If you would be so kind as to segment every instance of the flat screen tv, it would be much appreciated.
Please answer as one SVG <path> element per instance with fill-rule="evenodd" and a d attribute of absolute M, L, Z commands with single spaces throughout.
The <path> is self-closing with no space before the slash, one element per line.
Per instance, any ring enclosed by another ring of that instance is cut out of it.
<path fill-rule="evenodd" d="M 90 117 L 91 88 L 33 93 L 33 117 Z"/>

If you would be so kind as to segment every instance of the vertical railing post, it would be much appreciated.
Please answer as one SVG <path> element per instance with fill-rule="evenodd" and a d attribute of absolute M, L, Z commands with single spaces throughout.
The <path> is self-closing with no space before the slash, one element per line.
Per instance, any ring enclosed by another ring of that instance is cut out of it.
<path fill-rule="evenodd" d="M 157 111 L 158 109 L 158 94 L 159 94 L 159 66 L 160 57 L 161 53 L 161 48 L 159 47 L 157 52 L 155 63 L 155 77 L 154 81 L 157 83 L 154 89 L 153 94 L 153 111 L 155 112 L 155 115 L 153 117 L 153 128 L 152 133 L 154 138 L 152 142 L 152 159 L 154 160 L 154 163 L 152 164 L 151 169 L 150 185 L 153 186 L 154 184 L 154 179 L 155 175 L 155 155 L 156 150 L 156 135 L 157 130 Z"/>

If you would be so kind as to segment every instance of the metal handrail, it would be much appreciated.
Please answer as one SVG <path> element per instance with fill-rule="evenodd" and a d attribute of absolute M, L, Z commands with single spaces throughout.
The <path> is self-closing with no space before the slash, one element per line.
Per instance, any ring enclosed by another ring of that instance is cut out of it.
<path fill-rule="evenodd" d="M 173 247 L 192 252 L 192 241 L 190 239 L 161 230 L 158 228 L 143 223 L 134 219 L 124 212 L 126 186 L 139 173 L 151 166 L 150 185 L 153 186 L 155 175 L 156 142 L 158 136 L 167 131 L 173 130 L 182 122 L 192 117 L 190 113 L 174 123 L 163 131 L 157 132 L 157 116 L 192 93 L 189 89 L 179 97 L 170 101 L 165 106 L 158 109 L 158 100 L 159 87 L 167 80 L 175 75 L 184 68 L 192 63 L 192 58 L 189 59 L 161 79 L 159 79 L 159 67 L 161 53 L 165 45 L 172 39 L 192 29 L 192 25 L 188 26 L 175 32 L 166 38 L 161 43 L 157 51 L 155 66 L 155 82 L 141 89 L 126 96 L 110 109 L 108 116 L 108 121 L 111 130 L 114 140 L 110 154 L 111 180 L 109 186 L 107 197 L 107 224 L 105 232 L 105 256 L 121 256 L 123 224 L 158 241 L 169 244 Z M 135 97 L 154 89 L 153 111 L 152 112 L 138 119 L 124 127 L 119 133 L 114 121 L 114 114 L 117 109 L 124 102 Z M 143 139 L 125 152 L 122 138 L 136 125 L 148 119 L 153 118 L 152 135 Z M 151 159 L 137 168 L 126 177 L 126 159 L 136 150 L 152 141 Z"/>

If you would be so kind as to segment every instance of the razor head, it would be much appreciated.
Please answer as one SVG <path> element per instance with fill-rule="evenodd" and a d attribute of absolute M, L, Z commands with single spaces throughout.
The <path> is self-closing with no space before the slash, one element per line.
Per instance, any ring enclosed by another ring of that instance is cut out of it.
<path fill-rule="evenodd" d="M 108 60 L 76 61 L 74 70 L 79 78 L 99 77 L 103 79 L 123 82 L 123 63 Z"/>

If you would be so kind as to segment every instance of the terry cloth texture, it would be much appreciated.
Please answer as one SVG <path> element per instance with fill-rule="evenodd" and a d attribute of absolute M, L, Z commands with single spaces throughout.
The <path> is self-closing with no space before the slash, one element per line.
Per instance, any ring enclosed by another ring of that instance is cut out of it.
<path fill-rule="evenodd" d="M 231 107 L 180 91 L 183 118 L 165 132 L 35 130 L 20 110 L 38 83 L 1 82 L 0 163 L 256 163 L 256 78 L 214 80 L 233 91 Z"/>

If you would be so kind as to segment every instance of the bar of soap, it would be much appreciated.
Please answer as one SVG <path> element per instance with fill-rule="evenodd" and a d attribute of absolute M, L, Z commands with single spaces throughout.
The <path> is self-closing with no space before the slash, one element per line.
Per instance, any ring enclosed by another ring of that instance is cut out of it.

====================

— WRITTEN TASK —
Rewrite all the records above, swapping every "much appreciated" for "greatly appreciated" and leaving everything else as it is.

— WRITTEN ANSWER —
If you would be so kind as to segment every instance of the flat screen tv, it would be greatly appreciated.
Please answer as one SVG <path> element per instance with fill-rule="evenodd" and a d attribute of absolute M, L, Z commands with single spaces throughout.
The <path> is self-closing with no space before the slash, one element per line.
Per instance, any ring enclosed by another ring of that instance is cut out of it.
<path fill-rule="evenodd" d="M 90 117 L 91 88 L 33 93 L 33 117 Z"/>

If you would be so kind as to segment every instance of the vertical railing post, it would be greatly appreciated.
Please answer as one SVG <path> element per instance with fill-rule="evenodd" and a d attribute of absolute M, L, Z commands with single spaces throughout.
The <path> is self-closing with no space before the slash, one element per line.
Per instance, any ring enclosed by another ring of that instance is cut out of it.
<path fill-rule="evenodd" d="M 157 111 L 158 109 L 158 94 L 159 94 L 159 66 L 160 57 L 161 53 L 161 48 L 159 47 L 157 52 L 155 63 L 155 77 L 154 81 L 157 83 L 154 89 L 153 94 L 153 111 L 155 112 L 155 115 L 153 117 L 153 128 L 152 133 L 154 138 L 152 142 L 152 159 L 154 160 L 154 163 L 152 164 L 151 169 L 150 185 L 153 186 L 154 184 L 154 179 L 155 175 L 155 155 L 156 150 L 156 135 L 157 130 Z"/>

If you would be so kind as to segment every instance of the metal handrail, it would be greatly appreciated.
Please answer as one SVG <path> element per instance with fill-rule="evenodd" and a d attribute of absolute M, L, Z commands with single spaces throughout.
The <path> is self-closing with no space before the slash, one element per line.
Per instance, any ring enclosed by another ring of that instance is cut out of it.
<path fill-rule="evenodd" d="M 173 247 L 192 252 L 192 241 L 190 239 L 161 230 L 158 228 L 143 223 L 134 219 L 124 212 L 126 186 L 139 173 L 151 166 L 150 185 L 153 186 L 155 175 L 156 142 L 158 136 L 167 131 L 173 130 L 182 122 L 192 117 L 190 113 L 174 123 L 163 131 L 157 132 L 157 116 L 192 93 L 189 89 L 179 97 L 170 101 L 165 106 L 158 109 L 158 100 L 159 87 L 167 80 L 175 75 L 184 68 L 192 63 L 192 58 L 189 59 L 161 79 L 159 79 L 159 67 L 161 53 L 165 45 L 172 39 L 192 29 L 192 25 L 188 26 L 175 32 L 166 38 L 161 43 L 157 51 L 155 66 L 155 82 L 141 89 L 126 96 L 110 109 L 108 116 L 108 121 L 111 130 L 114 140 L 110 154 L 111 180 L 109 186 L 107 197 L 107 224 L 105 232 L 105 256 L 121 256 L 123 224 L 158 241 L 169 244 Z M 135 97 L 154 89 L 153 111 L 152 112 L 138 119 L 124 127 L 119 133 L 114 121 L 114 114 L 117 109 L 124 102 Z M 143 139 L 125 152 L 122 138 L 136 125 L 148 119 L 153 118 L 152 135 Z M 151 159 L 137 168 L 126 177 L 126 159 L 136 150 L 152 141 Z"/>

If you would be so kind as to segment every instance of the razor head, it would be greatly appreciated.
Please answer as one SVG <path> element per instance with fill-rule="evenodd" and a d attribute of absolute M, L, Z commands with single spaces throughout.
The <path> is self-closing with no space before the slash, one element per line.
Per instance, any ring enclosed by another ring of that instance is cut out of it.
<path fill-rule="evenodd" d="M 108 60 L 76 61 L 74 70 L 79 78 L 99 77 L 103 79 L 123 82 L 123 63 Z"/>

If you would be so kind as to segment every instance of the terry cloth texture, it would be greatly appreciated.
Please answer as one SVG <path> element per instance with fill-rule="evenodd" and a d attribute of absolute M, L, Z commands with single spaces throughout.
The <path> is self-closing with no space before the slash, one element per line.
Per instance, any ring enclosed by another ring of that instance is cut out of it.
<path fill-rule="evenodd" d="M 231 107 L 180 91 L 183 118 L 165 132 L 35 130 L 20 110 L 38 83 L 1 82 L 0 163 L 256 163 L 256 78 L 214 80 L 233 91 Z"/>

If you would be so kind as to segment every instance of the bar of soap, it would be greatly appreciated.
Please answer as one SVG <path> element per instance with fill-rule="evenodd" and a d attribute of absolute M, L, Z commands with single spaces throughout.
The <path> is self-closing with no space before the slash, one element per line.
Per instance, any ring enclosed by another ring of that instance is cut out of it.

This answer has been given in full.